- _Problem to solve_
Reproduce the records that follow in full, excluding any picture they contain.

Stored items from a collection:
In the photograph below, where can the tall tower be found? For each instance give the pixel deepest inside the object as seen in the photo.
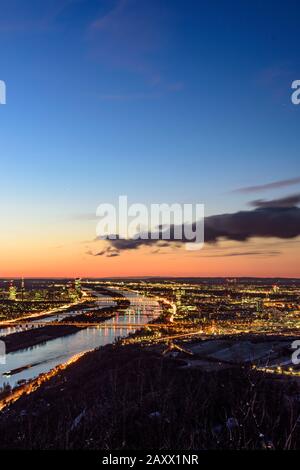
(12, 291)
(22, 289)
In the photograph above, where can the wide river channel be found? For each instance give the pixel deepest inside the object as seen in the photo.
(44, 356)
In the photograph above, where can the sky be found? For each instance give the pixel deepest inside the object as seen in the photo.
(163, 101)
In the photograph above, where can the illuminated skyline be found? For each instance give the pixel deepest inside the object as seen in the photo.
(158, 100)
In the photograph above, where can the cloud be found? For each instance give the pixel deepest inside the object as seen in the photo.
(289, 201)
(245, 253)
(109, 252)
(262, 222)
(265, 187)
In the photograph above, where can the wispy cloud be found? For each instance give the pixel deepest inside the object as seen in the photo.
(267, 186)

- _Exercise response_
In the photograph below, where can the tall tower be found? For each instance give the pixel deepest inside the object as seen in the photo.
(12, 291)
(22, 289)
In the photograph above, where can the wide river channel be found? For each instance give the pixel deepest inside the object as seen in the photo.
(44, 356)
In the photograph above, where can the sky be found? For each instance give the pixel deepest inside the object as seen in the photo.
(163, 101)
In the photograph above, where can the illuminated skyline be found? For each instance give the pixel deepest inside the object as seen in the photo.
(158, 100)
In the photograph above, where can the cloud be found? For each instance give the pixel deepest inside the object as seen in the photo.
(289, 201)
(245, 253)
(109, 252)
(262, 222)
(265, 187)
In the photograph above, where can the wispy cloud be found? For each instance give the pixel deepest inside the object as seen in the photo.
(267, 186)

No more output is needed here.